___ SUPPLIED RECORDS

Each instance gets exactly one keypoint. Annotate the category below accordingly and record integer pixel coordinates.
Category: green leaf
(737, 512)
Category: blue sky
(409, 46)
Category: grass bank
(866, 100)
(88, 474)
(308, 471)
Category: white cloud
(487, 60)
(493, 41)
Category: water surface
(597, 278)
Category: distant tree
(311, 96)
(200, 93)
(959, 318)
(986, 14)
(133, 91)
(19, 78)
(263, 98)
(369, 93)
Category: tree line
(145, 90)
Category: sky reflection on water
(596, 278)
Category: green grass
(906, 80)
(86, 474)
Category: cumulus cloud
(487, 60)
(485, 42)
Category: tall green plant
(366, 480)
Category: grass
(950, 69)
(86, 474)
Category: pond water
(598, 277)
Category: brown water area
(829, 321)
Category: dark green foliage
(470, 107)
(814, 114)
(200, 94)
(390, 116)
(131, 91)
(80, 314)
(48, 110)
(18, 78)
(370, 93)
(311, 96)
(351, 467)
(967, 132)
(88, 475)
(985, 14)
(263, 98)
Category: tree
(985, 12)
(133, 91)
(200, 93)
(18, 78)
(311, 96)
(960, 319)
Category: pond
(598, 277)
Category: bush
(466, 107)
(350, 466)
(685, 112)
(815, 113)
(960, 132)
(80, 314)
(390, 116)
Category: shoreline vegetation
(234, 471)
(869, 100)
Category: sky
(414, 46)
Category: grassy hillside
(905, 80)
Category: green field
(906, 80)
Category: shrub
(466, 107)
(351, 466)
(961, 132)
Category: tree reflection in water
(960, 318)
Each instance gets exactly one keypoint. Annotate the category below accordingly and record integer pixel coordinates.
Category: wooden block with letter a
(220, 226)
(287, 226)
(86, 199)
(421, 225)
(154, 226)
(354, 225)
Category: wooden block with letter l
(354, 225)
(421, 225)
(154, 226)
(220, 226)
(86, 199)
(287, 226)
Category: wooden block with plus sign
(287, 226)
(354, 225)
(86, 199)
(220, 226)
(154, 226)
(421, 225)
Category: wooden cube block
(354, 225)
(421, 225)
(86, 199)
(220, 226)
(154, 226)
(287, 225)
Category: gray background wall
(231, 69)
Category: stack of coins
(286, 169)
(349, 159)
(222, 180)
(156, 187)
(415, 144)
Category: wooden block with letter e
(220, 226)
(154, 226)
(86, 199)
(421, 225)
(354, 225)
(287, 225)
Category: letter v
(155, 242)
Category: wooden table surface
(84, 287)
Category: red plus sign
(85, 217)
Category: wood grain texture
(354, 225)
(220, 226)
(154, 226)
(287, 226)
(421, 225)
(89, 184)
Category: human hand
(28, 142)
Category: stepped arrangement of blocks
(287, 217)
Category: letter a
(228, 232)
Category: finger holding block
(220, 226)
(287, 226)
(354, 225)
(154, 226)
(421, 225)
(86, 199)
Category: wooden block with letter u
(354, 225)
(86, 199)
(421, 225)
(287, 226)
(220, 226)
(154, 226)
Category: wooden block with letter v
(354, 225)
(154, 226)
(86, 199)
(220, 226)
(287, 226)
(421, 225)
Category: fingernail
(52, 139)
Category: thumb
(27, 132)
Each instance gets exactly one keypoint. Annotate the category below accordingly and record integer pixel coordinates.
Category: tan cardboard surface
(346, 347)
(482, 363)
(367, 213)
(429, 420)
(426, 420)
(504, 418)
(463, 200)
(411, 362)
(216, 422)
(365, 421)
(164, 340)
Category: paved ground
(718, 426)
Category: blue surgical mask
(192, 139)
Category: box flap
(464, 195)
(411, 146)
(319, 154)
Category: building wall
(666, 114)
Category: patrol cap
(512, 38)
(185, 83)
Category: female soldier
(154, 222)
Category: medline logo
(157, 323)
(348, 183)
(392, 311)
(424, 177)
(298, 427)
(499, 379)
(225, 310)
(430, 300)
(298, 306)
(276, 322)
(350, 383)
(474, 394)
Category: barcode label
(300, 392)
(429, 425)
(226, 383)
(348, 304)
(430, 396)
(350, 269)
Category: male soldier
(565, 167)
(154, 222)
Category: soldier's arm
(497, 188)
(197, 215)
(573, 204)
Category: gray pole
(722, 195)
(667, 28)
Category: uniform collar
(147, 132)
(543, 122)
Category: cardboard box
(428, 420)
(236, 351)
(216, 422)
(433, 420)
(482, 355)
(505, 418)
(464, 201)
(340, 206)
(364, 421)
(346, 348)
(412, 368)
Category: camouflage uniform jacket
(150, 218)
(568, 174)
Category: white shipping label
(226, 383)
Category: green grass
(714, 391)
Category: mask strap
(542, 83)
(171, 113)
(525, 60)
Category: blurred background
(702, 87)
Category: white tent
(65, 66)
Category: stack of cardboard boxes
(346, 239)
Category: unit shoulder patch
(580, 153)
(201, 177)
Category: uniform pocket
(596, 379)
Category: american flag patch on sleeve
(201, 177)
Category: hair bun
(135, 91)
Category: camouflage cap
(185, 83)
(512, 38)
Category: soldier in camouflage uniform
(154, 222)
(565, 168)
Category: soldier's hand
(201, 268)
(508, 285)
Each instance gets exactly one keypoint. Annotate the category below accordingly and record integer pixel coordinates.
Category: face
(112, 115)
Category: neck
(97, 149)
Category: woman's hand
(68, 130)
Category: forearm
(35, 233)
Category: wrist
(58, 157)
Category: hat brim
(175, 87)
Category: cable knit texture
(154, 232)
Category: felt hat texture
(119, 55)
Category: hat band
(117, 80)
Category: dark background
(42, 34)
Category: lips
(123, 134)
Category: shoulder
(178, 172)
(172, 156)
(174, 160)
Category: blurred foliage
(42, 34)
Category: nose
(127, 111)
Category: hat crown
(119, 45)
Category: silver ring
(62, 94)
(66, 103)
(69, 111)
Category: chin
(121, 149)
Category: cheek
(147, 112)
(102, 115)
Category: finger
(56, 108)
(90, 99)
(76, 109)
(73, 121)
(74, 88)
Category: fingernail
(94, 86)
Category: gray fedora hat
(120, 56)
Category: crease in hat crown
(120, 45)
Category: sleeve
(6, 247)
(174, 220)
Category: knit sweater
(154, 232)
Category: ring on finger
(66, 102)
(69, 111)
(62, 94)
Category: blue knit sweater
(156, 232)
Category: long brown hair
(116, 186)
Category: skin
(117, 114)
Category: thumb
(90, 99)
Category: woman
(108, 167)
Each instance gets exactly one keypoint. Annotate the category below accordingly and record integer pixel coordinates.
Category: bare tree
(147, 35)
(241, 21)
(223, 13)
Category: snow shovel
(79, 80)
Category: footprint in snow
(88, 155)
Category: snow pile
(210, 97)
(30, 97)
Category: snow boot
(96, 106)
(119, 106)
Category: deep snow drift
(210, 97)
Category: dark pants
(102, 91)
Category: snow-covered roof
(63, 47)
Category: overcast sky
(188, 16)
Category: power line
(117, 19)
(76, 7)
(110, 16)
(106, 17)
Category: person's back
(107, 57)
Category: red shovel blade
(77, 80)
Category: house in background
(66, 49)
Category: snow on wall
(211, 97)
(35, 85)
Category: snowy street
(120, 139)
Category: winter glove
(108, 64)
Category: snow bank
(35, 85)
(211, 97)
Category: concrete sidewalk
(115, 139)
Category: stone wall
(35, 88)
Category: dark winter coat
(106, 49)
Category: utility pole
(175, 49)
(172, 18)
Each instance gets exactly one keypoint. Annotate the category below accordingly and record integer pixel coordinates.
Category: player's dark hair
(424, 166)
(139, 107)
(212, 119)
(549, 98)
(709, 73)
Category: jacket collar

______

* [STATED GOAL] Please copy the lines of the listing above word for word, starting with the line that contains "Category: snow bank" and ending with the last line of the listing.

* [EXPECTED ANSWER]
Category: snow bank
(35, 85)
(211, 97)
Category: concrete sidewalk
(115, 139)
Category: stone wall
(35, 88)
Category: dark winter coat
(106, 49)
Category: utility pole
(175, 49)
(172, 18)
Each instance gets exactly one keypoint. Annotate the category below accordingly and record integer pixel coordinates.
Category: player's dark hair
(424, 166)
(139, 107)
(212, 119)
(549, 98)
(709, 73)
Category: jacket collar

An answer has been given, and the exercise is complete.